» **Lines of data**
================================
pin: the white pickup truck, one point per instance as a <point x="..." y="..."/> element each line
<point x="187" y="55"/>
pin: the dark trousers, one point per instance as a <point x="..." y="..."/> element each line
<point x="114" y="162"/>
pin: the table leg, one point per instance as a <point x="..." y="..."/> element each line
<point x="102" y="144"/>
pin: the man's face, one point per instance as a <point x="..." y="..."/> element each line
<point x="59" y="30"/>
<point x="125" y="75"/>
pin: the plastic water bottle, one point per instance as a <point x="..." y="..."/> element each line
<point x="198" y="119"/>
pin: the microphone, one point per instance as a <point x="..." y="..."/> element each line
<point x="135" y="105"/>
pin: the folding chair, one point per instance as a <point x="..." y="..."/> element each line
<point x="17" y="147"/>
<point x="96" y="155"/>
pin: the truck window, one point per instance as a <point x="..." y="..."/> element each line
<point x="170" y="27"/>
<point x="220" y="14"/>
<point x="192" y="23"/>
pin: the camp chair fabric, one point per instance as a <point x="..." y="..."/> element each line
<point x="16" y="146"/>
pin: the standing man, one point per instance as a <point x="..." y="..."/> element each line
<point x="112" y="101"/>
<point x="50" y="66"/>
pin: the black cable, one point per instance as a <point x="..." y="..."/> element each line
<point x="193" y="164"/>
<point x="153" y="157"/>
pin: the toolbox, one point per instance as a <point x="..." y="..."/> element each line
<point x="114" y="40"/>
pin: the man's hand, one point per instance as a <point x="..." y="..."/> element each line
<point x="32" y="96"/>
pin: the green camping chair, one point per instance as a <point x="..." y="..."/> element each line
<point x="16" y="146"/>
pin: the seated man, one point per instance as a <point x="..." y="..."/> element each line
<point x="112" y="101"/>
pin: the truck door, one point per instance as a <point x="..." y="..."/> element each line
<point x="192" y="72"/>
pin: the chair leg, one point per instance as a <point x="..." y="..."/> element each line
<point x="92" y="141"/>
================================
Output every line of the records above as a Markdown table with two columns, Row and Line, and omit blank lines. Number the rows in order.

» **Written solution**
| Row | Line |
|---|---|
| 1 | pin: the white pickup truck, one point per instance as a <point x="..." y="..."/> element each line |
| 2 | <point x="187" y="55"/> |
| 3 | pin: the dark trousers, one point per instance as a <point x="..." y="..."/> element each line |
| 4 | <point x="114" y="162"/> |
| 5 | pin: the table leg, one point per instance as a <point x="..." y="..."/> element each line |
| 6 | <point x="102" y="144"/> |
| 7 | pin: the man's face, one point per instance as a <point x="..." y="..."/> element each line |
| 8 | <point x="59" y="30"/> |
| 9 | <point x="125" y="75"/> |
| 10 | pin: the plastic water bottle, one point per instance as a <point x="..." y="..."/> element each line |
| 11 | <point x="198" y="119"/> |
| 12 | pin: the microphone, one point per instance as a <point x="..." y="..."/> element each line |
| 13 | <point x="135" y="105"/> |
| 14 | pin: the folding chair, one point per instance as a <point x="..." y="..."/> element each line |
| 15 | <point x="17" y="147"/> |
| 16 | <point x="96" y="155"/> |
| 17 | pin: the truck window, one point per instance as a <point x="..." y="..."/> element each line |
| 18 | <point x="170" y="27"/> |
| 19 | <point x="220" y="14"/> |
| 20 | <point x="192" y="23"/> |
| 21 | pin: the camp chair fabric, one point per instance as a <point x="..." y="..."/> element each line |
| 22 | <point x="16" y="146"/> |
| 23 | pin: the standing man, one point per instance as a <point x="..." y="..."/> element each line |
| 24 | <point x="112" y="101"/> |
| 25 | <point x="50" y="66"/> |
| 26 | pin: the black cable, one point per instance as a <point x="..." y="..."/> element each line |
| 27 | <point x="193" y="164"/> |
| 28 | <point x="153" y="157"/> |
| 29 | pin: the toolbox, one point per instance as a <point x="..." y="..."/> element each line |
| 30 | <point x="114" y="40"/> |
| 31 | pin: the man's hand, one point per instance as a <point x="..." y="..."/> element each line |
| 32 | <point x="32" y="96"/> |
| 33 | pin: the green camping chair, one point per instance as a <point x="..." y="..."/> element each line |
| 34 | <point x="16" y="146"/> |
| 35 | pin: the seated man, one point per instance as a <point x="..." y="..."/> element each line |
| 36 | <point x="112" y="101"/> |
| 37 | pin: the truck door, one point per instance as a <point x="..." y="..."/> element each line |
| 38 | <point x="192" y="72"/> |
| 39 | pin: the chair leg, one point per instance as a <point x="..." y="..."/> element each line |
| 40 | <point x="92" y="141"/> |